Kutipan Dokumen ::
###

Jumat, 17 Agustus 2018

TRI-OS


RELASIONAL TRI-OS
LOGOS (ALLAH), ANTROPOS (MANUSIA) DAN KOSMOS (BUMI)
(Sebuah tinjauan Filsafat dan Teologi)
Pendahuluan
Allah, manusia dan alam semesta merupakan tema utama dalam ranah filsafat. Ketiga tema ini dilihat sebagai satu kesatuan dan saling berkaitan. Ketika filsafat membicarakan tentang Allah, dengan sendirinya filsafat membicarakan tentang manusia dan alam. Mengapa demikian? Sebab Logos (Allah) adalah pusat dari segala yang ada (manusia dan alam). Segala yang ada berawal dan menuju pada Logos. Manusia berziarah menuju dan berakhir pada kesempurnaan yakni Logos itu sendiri. Dan dalam proses itu manusia berpijak pada alam. Alam yang dipijak oleh manusia itu adalah alam yang dinamis. Dikatakan dinamis karena alam memberi kehidupan kepada manusia secara berkala.

###

Tugas yang Dikerjakan ::
- A) Menurut teks tentang Logos, manusia, dan kosmos di atas, mengapa alam yang dipijak manusia disebut dinamis?
- B) Tentukan apakah setiap pernyataan berikut sesuai dengan teks tentang Logos, manusia, dan kosmos di atas. Jawab ya atau tidak, lalu kutip kata-kata teks yang menentukan jawaban itu.
(i) Allah, manusia, dan alam semesta dipandang sebagai tema yang terpisah satu sama lain.
(ii) Logos adalah pusat dari segala yang ada.
(iii) Dalam prosesnya menuju kesempurnaan, manusia berpijak pada alam.

Bahan yang Disediakan ::
###

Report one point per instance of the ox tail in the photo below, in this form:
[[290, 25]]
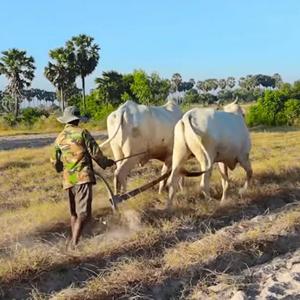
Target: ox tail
[[199, 138], [119, 122], [187, 173]]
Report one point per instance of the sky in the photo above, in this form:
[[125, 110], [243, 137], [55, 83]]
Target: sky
[[196, 38]]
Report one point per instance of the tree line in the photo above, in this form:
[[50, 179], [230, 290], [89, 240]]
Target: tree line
[[80, 56]]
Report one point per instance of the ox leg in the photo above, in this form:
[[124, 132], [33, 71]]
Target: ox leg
[[204, 184], [166, 167], [122, 173], [246, 165], [224, 180], [180, 155]]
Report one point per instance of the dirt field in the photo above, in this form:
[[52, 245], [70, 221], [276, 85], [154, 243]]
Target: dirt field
[[199, 250], [34, 140]]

###

Jawaban ::
- A) Karena alam memberi kehidupan kepada manusia secara berkala.

- B)
(i) Tidak: "Ketiga tema ini dilihat sebagai satu kesatuan dan saling berkaitan."
(ii) Ya: "Sebab Logos (Allah) adalah pusat dari segala yang ada (manusia dan alam)."
(iii) Ya: "Dan dalam proses itu manusia berpijak pada alam."